Selected excerpt ::
The series cost about $2 million to produce and was shot live to tape.

The show was nominated for two Gemini Awards, for Best Comedy Series and for Best Female Performer (Leonie Forbes) and has been screened at the African Disapora Film Festival in New York City.

The series has aired in subsequent years in the Caribbean including runs on Gayelle TV and NCC-TV in Trinidad in 2008 It has also been repeated several times on Jamaican-based Caribbean International Network (CIN-TV), a channel which is carried by cable systems in the New York metropolitan area.

==Cast and characters==

- Arnold Pinnock as Youth Pastor Dwight Gooding, an ambitious up and coming junior pastor at Mt. Zion Church.
- Dennis "Sprangalang" Hall as Pastor Lloyd Cuthbert Stevens, Mt. Zion's head pastor and patriarch.
- Rachel Price as Desiree, Gooding's wife
- Leonie Forbes as pastoral assistant Sister Hope McCauley
- Shawn Singleton as Kent, Hope's grandson
- d'bi Young (credited on-screen as Debbie Young) as Crystal, Hope's granddaughter
- Gary Farmer as Marty C. Marten, the church's window washer and handyman, who is in love with Sister Hope
- Russell Peters as Ryan Sarma, Gooding's childhood friend.
- Louis Negin as Pastor White, a Roman Catholic priest and friend of Pastor Cuthbert's.

==Episodes==

| No. | Title | Directed by | Written by | Original release date |
| 1 | "Honeymoon Done!" | Frances-Anne Solomon | Teleplay by Vanz Chapman & Frances-Anne Solomon, Story by Frances-Anne Solomon, Vanz Chapman & Ngozi Paul | February 11, 2003 |
As the up and coming Pastor at Mt. Zion, Gooding is determined to make a few changes, which leads Sister Hope to throw a fit and kick him out.
| 2 | "Who the Cap Fits" | Frances-Anne Solomon | Frances-Anne Solomon, Vanz Chapman & Ngozi Paul | February 12, 2003 |
Hope is upset after finding a chocolate-flavoured condom in Crystal's possession.
| 3 | "Tangled Web" | Frances-Anne Solomon | Frances-Anne Solomon, Vanz Chapman & Ngozi Paul | February 12, 2003} |
Pastor Stevens and Pastor White lie to get out of a church event so they can go to a Toronto Raptors game.
| 4 | "The Flesh Is Weak (The Mind Is Willing)" | Frances-Anne Solomon | Frances-Anne Solomon, Vanz Chapman & Ngozi Paul | February 12, 2003 |
Crystal develops a crush on Gooding, creating a moral dilemma for the pastor.

Exercises ::
1 - According to the text about the Mt. Zion church comedy series, roughly how much did the series cost to produce?
2 - Carry on the text about the Mt. Zion church comedy series from the point where it stops.

Extracted data entries ::
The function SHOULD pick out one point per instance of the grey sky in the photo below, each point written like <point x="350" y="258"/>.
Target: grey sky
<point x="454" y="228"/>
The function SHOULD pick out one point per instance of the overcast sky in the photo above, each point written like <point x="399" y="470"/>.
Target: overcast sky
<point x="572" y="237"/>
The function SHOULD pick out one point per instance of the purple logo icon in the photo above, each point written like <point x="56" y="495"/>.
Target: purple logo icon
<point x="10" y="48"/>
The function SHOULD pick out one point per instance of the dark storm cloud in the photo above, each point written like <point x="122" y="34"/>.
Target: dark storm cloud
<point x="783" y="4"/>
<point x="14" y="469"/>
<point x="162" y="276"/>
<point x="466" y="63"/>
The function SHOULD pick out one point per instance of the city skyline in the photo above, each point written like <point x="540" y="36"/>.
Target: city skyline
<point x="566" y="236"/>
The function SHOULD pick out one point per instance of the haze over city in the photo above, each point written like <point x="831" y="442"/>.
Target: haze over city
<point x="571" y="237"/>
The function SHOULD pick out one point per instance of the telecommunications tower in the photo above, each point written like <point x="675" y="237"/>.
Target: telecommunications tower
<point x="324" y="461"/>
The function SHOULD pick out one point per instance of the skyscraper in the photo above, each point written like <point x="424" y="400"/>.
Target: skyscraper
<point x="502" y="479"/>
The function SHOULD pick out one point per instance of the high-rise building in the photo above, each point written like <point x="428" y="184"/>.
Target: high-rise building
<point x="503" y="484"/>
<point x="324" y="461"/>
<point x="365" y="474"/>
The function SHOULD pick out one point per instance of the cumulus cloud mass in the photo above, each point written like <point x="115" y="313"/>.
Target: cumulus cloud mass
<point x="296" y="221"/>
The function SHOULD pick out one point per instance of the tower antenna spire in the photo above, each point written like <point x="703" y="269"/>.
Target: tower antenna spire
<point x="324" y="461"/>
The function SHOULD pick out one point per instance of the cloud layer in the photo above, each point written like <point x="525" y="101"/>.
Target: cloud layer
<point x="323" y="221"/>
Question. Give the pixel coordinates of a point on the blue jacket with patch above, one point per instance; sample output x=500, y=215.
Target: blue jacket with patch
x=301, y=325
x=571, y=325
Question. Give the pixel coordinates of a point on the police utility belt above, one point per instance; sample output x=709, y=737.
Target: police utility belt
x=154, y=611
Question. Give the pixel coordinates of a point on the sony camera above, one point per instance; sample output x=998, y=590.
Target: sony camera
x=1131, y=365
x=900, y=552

Answers in order ::
1 - About $2 million.

2 -
| 5 | "Deranged Marriage" | Frances-Anne Solomon | Teleplay by Vanz Chapman Story by Frances-Anne Solomon, Vanz Chapman & Ngozi Paul | February 13, 2003 |
Ryan (Russell Peters) is in love, and winds up staying at the church when he gets thrown out of the house.
| 6 | "The Choir" | Frances-Anne Solomon | Frances-Anne Solomon, Vanz Chapman & Ngozi Paul | February 13, 2003 |
Tensions develop between Crystal and Des when Crystal starts a youth choir and won't allow Des to be involved.
| 7 | "Everybody Needs Hope/The Date" | Frances-Anne Solomon | Frances-Anne Solomon, Vanz Chapman & Ngozi Paul | February 13, 2003 |
Desiree plays matchmaker for Hope and Marty
| 8 | "Backsliding" | Frances-Anne Solomon | Frances-Anne Solomon, Vanz Chapman & Ngozi Paul | February 13, 2003 |
Kent is eager to help the people of Mount Zion, but he gets discouraged and backslides into old habits.
| 9 | "The Barrel" | Frances-Anne Solomon | Frances-Anne Solomon, Vanz Chapman & Ngozi Paul | February 13, 2003 |
Gooding wants to send hurricane relief to Jamaica, but Hope refuses to support the idea.
| 10 | "The Prodigal Pastor" | Frances-Anne Solomon | Frances-Anne Solomon, Vanz Chapman & Ngozi Paul | February 14, 2003 |
Hope's estranged brother (Oliver Samuels) visits Mount Zion, and cons the congregation.
| 11 | "Immigration Blues" | Frances-Anne Solomon | Frances-Anne Solomon, Vanz Chapman & Ngozi Paul | February 14, 2003 |
Gooding discovers that Des doesn't have any immigration papers.
| 12 | "Blood is Thicker" | Frances-Anne Solomon | Teleplay by Vanz Chapman, Story by Frances-Anne Solomon, Vanz Chapman & Ngozi Paul | February 14, 2003 |
Stevens is asked to resign when Crystal seeks his help in getting an abortion, and Hope leaves Mount Zion.
| 13 | "Greener Pastures (Retirement)" | Frances-Anne Solomon | Frances-Anne Solomon, Vanz Chapman & Ngozi Paul | February 14, 2003 |
Hope leaves and Stevens, feeling out of sorts as a result, declares his plan to retire, but Gooding and Des try to get him to stay while also attempting to get Sister Hope to return.